-- ASSIGNED TASK 1 --
In the article about the suspended bridge player, rewrite the paragraph beginning "But, last month, the World Bridge Federation" as a short bulleted list that keeps its main facts.
-- ASSIGNED TASK 2 --
List every person, organization, and place named in the article about the suspended bridge player.
-- ASSIGNED TASK 3 --
Extend the article about the suspended bridge player, picking up after its last sentence.

-- PASSAGE FOR REVIEW --
"""
LONDON • Geir Helgemo is a Norwegian-born titan in the world of bridge, making him an unlikely candidate to be disciplined for failing a mandatory drug test.
But, last month, the World Bridge Federation - yes, bridge as in the card game - suspended the world's top-ranked player after a random test found the presence of synthetic testosterone and clomifene, a medication typically used to treat infertility in women that can also increase testosterone levels in men.
Helgemo, a professional player who represents Monaco at tournaments, will not be allowed to participate in a bridge competition until November, the federation said.
Unlike a typical doping scandal, the substances found in his urine were not meant to enhance his performance, David Harris, its general counsel, said on Saturday.
Adding that Helgemo asked for the lab to recheck his results after they came back from a test taken at a championship competition in September, Harris said: "He didn't have a terribly good understanding as to how the drugs got into his system."
But they came back unchanged and Helgemo eventually settled on the most likely explanation, telling the federation he had been trying to control his weight.
"""
Data excerpts:
"""
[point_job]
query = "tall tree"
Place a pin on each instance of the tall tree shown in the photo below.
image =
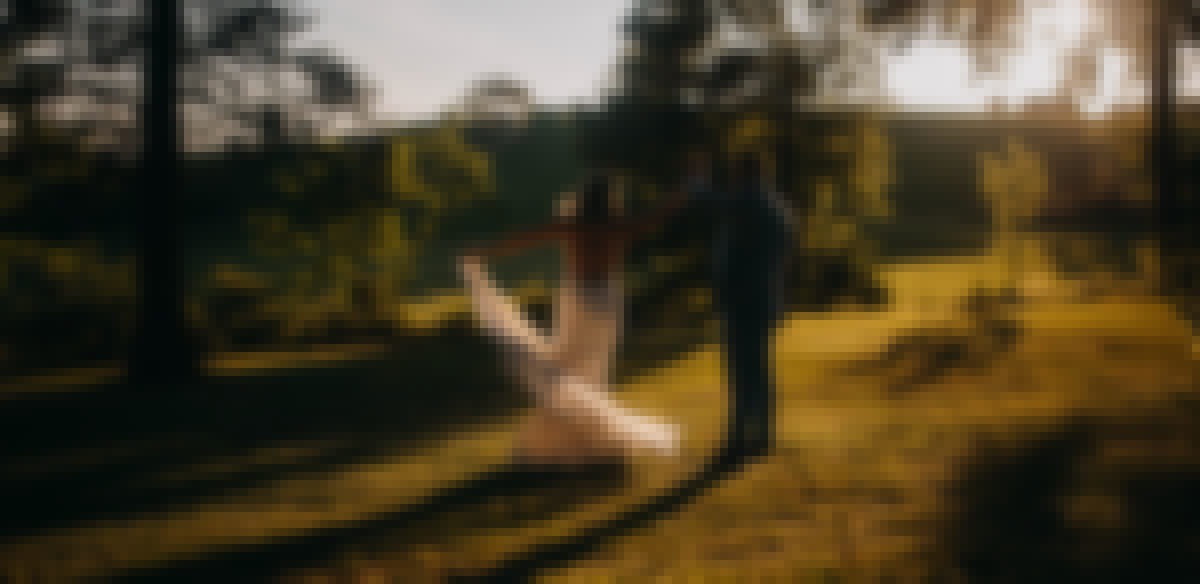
(150, 78)
(1152, 32)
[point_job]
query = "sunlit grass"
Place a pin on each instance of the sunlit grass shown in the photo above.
(847, 492)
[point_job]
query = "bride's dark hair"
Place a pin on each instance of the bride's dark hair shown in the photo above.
(595, 204)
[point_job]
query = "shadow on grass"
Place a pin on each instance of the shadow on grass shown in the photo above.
(561, 553)
(1102, 500)
(478, 498)
(424, 390)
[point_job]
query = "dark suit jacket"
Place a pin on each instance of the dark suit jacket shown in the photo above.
(754, 238)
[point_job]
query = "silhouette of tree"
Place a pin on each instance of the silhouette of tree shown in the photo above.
(150, 79)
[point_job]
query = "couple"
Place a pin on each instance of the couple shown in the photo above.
(576, 421)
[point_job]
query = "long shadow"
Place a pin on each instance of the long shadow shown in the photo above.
"""
-- TASK OUTPUT 1 --
- Last month, the World Bridge Federation suspended Helgemo, the world's top-ranked bridge player.
- A random test had found synthetic testosterone and clomifene in his system.
- Clomifene is usually used to treat infertility in women, but it can also increase testosterone levels in men.

-- TASK OUTPUT 2 --
- London
- Geir Helgemo
- World Bridge Federation
- Monaco
- David Harris

-- TASK OUTPUT 3 --
As a result, he had taken supplements with unknown ingredients that had been given to him by a bodybuilder friend.
Although doping scandals are almost always associated with physically arduous sports, the same rules set by the World Anti-Doping Agency apply to more sedentary games that are recognised by the International Olympic Committee, such as bridge and chess.
This standard is controversial in the bridge community, however, with some players wondering why they have to be tested for drugs that would not even help them win.
Many comments posted on an online forum for bridge players said it "made no sense".
But Harris claimed that accepting the code was about trying to keep the sport "clean" and free of drugs. He added: "It's not just about enhancing performance, it's a wider ethical consideration."